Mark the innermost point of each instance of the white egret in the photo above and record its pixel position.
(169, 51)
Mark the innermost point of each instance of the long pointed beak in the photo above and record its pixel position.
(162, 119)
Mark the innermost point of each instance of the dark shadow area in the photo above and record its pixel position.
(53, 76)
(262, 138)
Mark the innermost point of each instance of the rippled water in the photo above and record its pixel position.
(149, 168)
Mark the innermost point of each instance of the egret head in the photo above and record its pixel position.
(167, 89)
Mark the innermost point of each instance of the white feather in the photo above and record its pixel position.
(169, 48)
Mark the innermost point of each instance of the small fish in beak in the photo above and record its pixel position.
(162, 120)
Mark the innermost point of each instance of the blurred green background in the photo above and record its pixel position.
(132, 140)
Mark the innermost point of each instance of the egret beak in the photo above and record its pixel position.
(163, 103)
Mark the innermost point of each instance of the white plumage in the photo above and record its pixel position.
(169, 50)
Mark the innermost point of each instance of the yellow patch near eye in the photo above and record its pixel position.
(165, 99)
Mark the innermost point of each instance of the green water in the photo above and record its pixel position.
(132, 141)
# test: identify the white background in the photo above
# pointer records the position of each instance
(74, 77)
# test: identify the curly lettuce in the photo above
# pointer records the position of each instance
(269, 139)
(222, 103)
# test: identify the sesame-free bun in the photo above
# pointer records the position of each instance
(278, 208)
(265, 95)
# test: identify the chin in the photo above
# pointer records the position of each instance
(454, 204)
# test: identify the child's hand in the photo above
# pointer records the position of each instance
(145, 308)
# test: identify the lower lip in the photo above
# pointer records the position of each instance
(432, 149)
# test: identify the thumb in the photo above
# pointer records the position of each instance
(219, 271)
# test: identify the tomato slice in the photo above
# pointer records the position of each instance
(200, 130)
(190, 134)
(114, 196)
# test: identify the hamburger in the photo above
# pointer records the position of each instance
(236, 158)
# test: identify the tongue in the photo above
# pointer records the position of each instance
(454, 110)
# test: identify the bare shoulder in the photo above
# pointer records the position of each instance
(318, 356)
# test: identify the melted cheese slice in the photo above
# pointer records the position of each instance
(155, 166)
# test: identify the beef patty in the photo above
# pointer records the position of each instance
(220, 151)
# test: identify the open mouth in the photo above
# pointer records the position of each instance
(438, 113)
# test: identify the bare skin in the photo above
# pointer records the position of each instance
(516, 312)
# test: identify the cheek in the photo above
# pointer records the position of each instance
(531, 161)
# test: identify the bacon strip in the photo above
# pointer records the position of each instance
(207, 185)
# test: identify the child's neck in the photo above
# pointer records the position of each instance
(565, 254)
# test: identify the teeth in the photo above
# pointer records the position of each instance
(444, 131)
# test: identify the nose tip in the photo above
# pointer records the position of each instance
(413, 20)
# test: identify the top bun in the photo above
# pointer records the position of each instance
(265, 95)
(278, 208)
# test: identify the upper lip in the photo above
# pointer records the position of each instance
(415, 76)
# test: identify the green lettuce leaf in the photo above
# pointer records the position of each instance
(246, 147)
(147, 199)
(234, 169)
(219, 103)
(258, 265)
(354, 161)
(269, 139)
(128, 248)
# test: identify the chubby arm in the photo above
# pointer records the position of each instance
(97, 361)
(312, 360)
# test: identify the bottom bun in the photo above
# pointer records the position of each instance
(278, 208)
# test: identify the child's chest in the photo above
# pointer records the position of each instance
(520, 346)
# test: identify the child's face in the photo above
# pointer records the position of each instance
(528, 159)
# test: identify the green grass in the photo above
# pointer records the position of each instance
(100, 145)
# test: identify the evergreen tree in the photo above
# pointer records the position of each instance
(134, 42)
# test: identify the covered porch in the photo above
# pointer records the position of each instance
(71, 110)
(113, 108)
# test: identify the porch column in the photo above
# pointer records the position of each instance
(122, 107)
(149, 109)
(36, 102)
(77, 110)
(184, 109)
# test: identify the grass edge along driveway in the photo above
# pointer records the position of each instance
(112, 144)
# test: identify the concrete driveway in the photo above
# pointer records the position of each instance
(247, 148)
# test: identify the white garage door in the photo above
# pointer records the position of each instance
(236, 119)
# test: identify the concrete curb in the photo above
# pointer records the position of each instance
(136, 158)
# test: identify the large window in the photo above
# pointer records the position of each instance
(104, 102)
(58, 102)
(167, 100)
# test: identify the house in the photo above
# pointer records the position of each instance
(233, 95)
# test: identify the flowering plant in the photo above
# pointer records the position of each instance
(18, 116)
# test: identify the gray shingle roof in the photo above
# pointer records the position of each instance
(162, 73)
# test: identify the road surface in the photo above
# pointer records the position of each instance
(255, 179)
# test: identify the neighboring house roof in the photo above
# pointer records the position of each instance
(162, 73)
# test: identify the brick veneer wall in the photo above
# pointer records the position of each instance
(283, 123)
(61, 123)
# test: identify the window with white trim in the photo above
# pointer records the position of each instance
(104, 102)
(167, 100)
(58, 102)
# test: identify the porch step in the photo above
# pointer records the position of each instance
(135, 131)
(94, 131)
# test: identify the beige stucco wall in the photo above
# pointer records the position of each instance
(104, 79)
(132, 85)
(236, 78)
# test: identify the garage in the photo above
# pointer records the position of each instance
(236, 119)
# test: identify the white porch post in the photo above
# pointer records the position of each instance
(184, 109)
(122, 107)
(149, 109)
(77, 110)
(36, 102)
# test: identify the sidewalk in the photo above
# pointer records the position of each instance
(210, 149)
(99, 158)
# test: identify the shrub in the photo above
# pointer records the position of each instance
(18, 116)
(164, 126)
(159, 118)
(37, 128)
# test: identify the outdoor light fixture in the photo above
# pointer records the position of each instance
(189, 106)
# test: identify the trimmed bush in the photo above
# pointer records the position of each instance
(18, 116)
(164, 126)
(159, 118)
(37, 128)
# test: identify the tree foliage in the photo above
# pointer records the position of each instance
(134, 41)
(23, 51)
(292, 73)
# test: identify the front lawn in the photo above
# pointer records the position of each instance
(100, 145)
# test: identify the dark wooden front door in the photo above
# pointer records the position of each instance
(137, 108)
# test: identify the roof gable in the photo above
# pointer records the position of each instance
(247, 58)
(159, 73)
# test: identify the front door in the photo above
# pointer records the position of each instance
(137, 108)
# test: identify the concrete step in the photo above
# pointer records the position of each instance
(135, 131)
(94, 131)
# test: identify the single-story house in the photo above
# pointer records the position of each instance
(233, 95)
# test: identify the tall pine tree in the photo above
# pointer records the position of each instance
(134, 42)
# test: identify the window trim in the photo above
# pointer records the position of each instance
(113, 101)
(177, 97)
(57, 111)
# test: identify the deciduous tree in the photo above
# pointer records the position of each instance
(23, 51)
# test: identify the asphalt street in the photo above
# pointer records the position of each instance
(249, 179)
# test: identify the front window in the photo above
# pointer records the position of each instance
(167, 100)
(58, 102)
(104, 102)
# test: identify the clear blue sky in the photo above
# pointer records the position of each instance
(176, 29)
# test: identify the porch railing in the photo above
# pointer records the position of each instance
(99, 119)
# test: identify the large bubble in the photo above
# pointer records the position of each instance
----------------------------------------
• **What you are asked to do**
Output exactly the lines of the material above from the one containing "# test: identify the neighboring" up to and including the one containing "# test: identify the window with".

• **Task response**
# test: identify the neighboring house roof in the photo above
# pointer records the position of each instance
(162, 73)
# test: identify the brick veneer wall in the photo above
# pointer records the position of each instance
(283, 123)
(61, 123)
# test: identify the window with white trim in the photo above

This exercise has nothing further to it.